**REQUIREMENTS**
a) Write out the passage from the AML explainer starting with "Who Needs AML?" and going on through "parts of AML.".
b) In the AML explainer, which agency must MSBs register with?

**SOURCE**
-- -- --
What Are AML and BSA Laws?
Anti-money laundering (AML) and Bank Secrecy Act (BSA) requirements apply to...just about every FinTech.
They’re meant to help the government fight crime and terrorism, based on criminals’ and terrorists’ use of the financial system.
You’ll often hear these requirements referred to as simply “AML” requirements, but they also go by: BSA, Know Your Customer (KYC), Know Your Business (KYB), Customer Identification Program (CIP), and other names.
We’ll use “AML” for simplicity, and you can think of AML in two batches: (1) BSA rules and (2) PATRIOT Act rules.
Bank Secrecy Act
The BSA imposes a few recordkeeping and reporting obligations on FinTech and financial institutions:
PATRIOT Act
The PATRIOT Act bolstered the BSA in a few areas. Specifically, financial institutions must:
Verify a customer’s identity when a new account is opened (think: when Robinhood asks users to upload a driver’s license or passport).
Verify the identities of 25%+ owners of entities.1
Verify that customers aren’t on OFAC’s list of suspected terrorists and sanctioned actors.
Keep records of the info used to verify identities and to check terrorist lists.
Have written AML policies and procedures, and update them annually.
Designate a compliance officer.
Do extra due diligence for correspondent accounts2 and private bank accounts held by non-U.S. actors from certain regions.
Don’t do it, kids! AML violations can trigger fines as small as low as a few thousand dollars...or much, much higher, including jail time.
Who Needs AML?
OK, OK, right, your corner wine store handles money and doesn’t need to run AML on you. But chances are, if you’re in FinTech, you need to comply with AML laws. Here’s a starter-list of who is covered:
Banks
Money transmitters3
Securities and commodities broker-dealers
Credit card operators
Lenders
Investment advisers
Anyone providing or selling prepaid cards
Precious metals dealers
Of course, there’s some nuances depending on the type of FinTech. Y’know, to help keep your lawyer employed:
MSBs must actively register as an MSB with FinCEN.
Robo advisors aren’t subject to the PATRIOT Act parts of AML.
Crowdfunding portals aren’t included (though there are proposals to add them).
-- -- --
**SOURCE MATERIAL**
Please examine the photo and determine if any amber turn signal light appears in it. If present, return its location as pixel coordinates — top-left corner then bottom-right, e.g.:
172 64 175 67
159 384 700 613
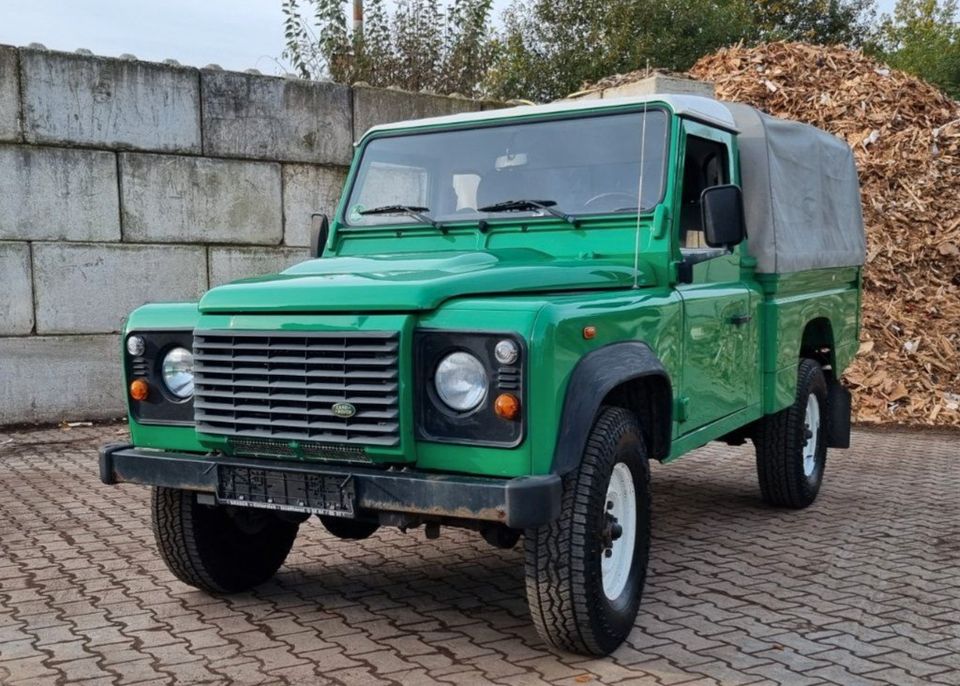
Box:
-- -- --
**WORKED ANSWERS**
a)
Who Needs AML?
OK, OK, right, your corner wine store handles money and doesn’t need to run AML on you. But chances are, if you’re in FinTech, you need to comply with AML laws. Here’s a starter-list of who is covered:
Banks
Money transmitters3
Securities and commodities broker-dealers
Credit card operators
Lenders
Investment advisers
Anyone providing or selling prepaid cards
Precious metals dealers
Of course, there’s some nuances depending on the type of FinTech. Y’know, to help keep your lawyer employed:
MSBs must actively register as an MSB with FinCEN.
Robo advisors aren’t subject to the PATRIOT Act parts of AML.

b) FinCEN